__Text block__:
--*--

Posted by Erlend Garåsen <e....@usit.uio.no>.
Document deletion works perfectly after I reinstalled the SSL 
certificate and reentered the username and password to our Solr server. 
So I think this issue has been solved.

Erlend

On 27.04.12 12.11, Erlend Garåsen wrote:
>
> Many thanks for your suggestions and help, Karl. Using a filesystem
> crawl was actually a good idea for debugging/testing. To install a new
> version of Solr is not that easy on our test server for many reasons,
> generally because it is under control of another division dealing with
> servers at the uni, even though I can get root access. Anyway, according
> to the logs on our Solr 3.2 server, it seems that MCF successfully
> managed to delete one test document I removed:
> [2012-04-27 11:18:33.092] {delete=[file:/tmp/mcf/docs/app_lasso.pdf]} 0 7
> [2012-04-27 11:18:33.092] [] webapp=/solr path=/update params={}
> status=0 QTime=7
>
> The result code is 200 according to Simple History in MCF.
>
> I entered the passwords once again for the Solr servers into the Solr
> output configuration, deleted and uploaded our SSL certificate once
> again before I did the filesystem test. I should have performed the
> tests prior to the password updates.

--*--

__Dataset content__:
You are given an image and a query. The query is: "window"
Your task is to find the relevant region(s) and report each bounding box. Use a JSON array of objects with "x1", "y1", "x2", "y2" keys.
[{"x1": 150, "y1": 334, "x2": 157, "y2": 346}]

--*--

__Given problem__:
Answer these from the Solr post:
(a) What did the writer reinstall before document deletion began working?
(b) Which version of Solr runs on the server whose logs the writer checked?
(c) What result code does Simple History in MCF show?

__Task output__:
(a) The SSL certificate.
(b) Solr 3.2.
(c) 200.